:: DOCUMENT PASSAGE
On the one hand, the need to negotiate multiple rights and licenses around characters from one (or various) rights holders will increase the costs for those producing new films and games. The cost of these transactions might be a barrier and mean that trademarked characters are utilized less often in franchises than their counterparts who are only copyright protected.
On the other hand, trademarks can help build a strong brand around a comic character, increase the character’s merchandising value and help consumers verify authentic products. As registering a trademark helps to promote the character and raise returns on advertising, it may also encourage more media franchises.
How do overlapping rights actually affect a comic character’s use in media franchises? Are characters with trademarks being utilized more or less frequently?
As well as the number of media franchises, it is equally as important to consider the overall revenues these generate. Even if a specific comic character appears in fewer films or video games, it might still be possible for these franchises to generate higher sales. This could happen, for example, if franchise producers demand higher prices from film and game audiences who have less choice over where to find their comic character.
How well do these character media franchises pay off at the box office and elsewhere? Do comic characters with particular rights frameworks tend to have higher earnings?
Drawing on extensive crowdsourced data from the Grand Comics and TM Link databases, we tracked almost 2,000 copyright-protected comic characters over the past 40 years. We looked at whether their additional U.S. trademark registration helped or hampered any corresponding media franchising.
We found that the effects of trademark registration in addition to copyright protection differ based on the type of franchise. For movies, the number of franchises increases after registration while for video games it does not.
Trademark registration encourages additional movie franchises for the same character by up to 15 percent per year.
This increase in the number of franchises can likely be attributed to the trademark protection allowing for more effective branding and merchandising, alongside the growing popularity of franchise characters. These additional rights may also allow for new financing opportunities as they can sometimes be used to back investments in new movie franchises.
In the case of video games, however, overlapping rights deter some comic characters from being utilized for new video game franchises and reduce the variety of different characters that appear on gaming screens. This could possibly be due to higher licensing and transaction costs, especially if licensing copyright or trademarks takes up a bigger portion of the total production costs when compared to movies.
Obi Wan Kenobi
While trademark registration increases the number of movie franchises, our research shows that it’s video games which benefit from trademark registration when it comes to increasing sales and brand popularity.
For video games, our data predicts an average 75 percent increase in sales revenue once a character’s trademark is registered.
Based on this expected increase, if we consider that an average game franchise generates sales of around USD 2.45 million in North American markets, then a trademark registration could boost that revenue to an estimated USD 4.31 million.
::::
→ **WORK REQUIRED**: Copy the article on comic character rights starting with "Drawing on extensive" and going on through "corresponding media franchising.", renaming "crowdsourced" as "user-contributed". These entries are unrelated to the article on comic character rights.
:: PROVIDED INFORMATION
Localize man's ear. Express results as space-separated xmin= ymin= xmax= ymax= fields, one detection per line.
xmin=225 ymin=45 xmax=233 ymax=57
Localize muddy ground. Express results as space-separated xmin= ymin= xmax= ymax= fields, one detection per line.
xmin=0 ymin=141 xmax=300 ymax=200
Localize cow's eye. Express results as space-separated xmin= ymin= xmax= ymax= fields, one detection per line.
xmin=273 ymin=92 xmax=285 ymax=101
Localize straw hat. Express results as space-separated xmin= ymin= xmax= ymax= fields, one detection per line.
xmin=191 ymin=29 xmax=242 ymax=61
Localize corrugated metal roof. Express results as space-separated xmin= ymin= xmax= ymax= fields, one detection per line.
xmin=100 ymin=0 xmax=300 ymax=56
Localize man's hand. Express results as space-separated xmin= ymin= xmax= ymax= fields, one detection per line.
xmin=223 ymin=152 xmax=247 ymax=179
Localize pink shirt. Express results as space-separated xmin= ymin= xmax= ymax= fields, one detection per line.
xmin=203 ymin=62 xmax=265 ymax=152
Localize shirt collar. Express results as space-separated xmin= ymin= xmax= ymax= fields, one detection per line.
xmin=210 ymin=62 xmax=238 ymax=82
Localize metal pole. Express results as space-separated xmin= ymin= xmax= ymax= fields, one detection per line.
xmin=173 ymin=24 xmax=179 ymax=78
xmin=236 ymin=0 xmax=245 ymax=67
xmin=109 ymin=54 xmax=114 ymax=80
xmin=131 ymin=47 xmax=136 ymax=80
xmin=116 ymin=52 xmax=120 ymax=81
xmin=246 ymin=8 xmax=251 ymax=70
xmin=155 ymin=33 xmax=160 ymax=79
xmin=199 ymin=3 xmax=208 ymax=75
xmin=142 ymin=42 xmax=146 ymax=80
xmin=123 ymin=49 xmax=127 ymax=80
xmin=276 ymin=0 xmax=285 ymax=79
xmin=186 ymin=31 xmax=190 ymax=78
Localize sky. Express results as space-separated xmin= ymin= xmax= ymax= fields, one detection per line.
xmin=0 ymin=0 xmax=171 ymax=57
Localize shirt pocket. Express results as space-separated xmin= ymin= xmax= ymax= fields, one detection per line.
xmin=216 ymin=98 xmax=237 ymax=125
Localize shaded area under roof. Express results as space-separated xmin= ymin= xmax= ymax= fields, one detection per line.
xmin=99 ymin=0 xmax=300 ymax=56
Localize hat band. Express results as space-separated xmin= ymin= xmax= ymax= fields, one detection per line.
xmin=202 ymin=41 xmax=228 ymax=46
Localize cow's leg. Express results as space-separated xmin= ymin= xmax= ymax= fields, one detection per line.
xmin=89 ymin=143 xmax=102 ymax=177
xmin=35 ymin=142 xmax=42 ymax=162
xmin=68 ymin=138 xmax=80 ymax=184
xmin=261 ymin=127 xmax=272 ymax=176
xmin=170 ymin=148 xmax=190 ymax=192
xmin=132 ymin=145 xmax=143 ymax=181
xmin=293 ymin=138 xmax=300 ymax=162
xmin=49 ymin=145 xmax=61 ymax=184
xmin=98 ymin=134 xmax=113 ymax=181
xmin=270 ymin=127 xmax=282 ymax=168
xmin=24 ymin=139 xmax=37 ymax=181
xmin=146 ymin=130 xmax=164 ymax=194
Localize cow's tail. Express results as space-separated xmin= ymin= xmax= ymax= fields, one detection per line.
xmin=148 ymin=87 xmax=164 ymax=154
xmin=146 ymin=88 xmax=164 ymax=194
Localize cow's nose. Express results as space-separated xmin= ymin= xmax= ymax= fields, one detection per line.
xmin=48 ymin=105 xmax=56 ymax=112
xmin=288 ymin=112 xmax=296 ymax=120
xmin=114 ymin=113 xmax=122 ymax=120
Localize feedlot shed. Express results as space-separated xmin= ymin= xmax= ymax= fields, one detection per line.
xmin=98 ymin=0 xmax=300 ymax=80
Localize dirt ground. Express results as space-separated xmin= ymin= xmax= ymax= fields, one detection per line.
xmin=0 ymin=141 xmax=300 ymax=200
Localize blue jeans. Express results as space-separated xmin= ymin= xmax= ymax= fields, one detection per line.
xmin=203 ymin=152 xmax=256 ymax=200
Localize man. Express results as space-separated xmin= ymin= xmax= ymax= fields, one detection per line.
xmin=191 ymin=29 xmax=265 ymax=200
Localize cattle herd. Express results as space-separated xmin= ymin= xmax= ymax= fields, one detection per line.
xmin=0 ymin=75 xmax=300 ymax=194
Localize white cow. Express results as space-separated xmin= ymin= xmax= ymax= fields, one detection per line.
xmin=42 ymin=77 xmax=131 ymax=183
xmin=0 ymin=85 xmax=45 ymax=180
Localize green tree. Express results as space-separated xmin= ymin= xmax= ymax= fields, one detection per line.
::::
→ **FULL ANSWER**:
Drawing on extensive user-contributed data from the Grand Comics and TM Link databases, we tracked almost 2,000 copyright-protected comic characters over the past 40 years. We looked at whether their additional U.S. trademark registration helped or hampered any corresponding media franchising.